> _EXERCISE REQUIREMENTS_
In the data below, find each line that contains the word "hand" and copy it.

> _SOURCE INFORMATION_
☆ ☆ ☆ ☆ ☆ ☆ ☆

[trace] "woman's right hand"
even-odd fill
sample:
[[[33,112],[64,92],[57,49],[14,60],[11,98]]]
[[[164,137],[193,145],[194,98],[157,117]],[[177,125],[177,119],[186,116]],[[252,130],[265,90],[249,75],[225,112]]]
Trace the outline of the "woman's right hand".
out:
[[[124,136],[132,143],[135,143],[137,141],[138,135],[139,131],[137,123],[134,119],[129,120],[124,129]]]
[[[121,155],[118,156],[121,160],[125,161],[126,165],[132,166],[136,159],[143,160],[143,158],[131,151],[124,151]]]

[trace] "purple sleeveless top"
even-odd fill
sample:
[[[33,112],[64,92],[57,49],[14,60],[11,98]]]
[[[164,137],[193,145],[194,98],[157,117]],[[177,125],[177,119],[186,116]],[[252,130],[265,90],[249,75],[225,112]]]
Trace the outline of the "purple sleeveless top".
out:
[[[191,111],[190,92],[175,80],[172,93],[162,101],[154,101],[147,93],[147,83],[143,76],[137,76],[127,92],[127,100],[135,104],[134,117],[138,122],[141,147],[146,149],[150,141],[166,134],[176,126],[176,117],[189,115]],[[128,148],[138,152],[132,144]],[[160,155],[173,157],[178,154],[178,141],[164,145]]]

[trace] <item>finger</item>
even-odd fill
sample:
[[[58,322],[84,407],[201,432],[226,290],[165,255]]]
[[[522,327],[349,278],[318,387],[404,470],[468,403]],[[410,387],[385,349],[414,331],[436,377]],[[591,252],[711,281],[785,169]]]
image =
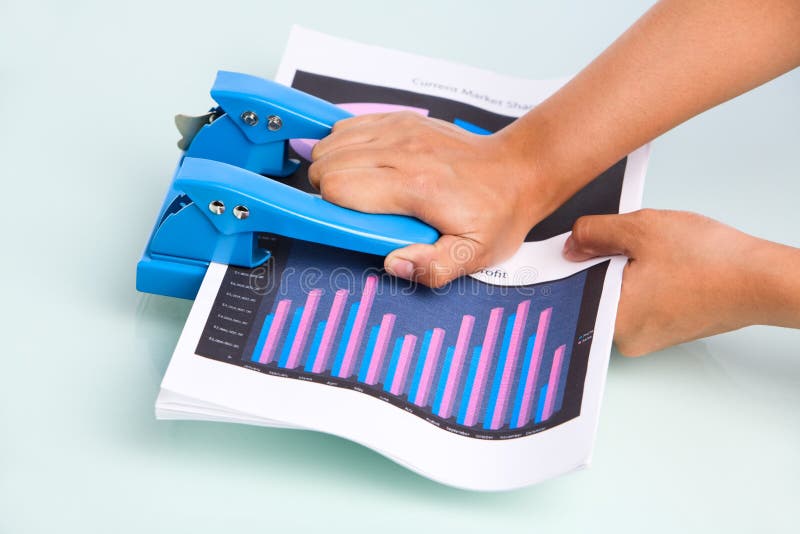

☆ ☆ ☆ ☆ ☆ ☆ ☆

> _RESPONSE AREA_
[trace] "woman's right hand"
Trace the outline of the "woman's right hand".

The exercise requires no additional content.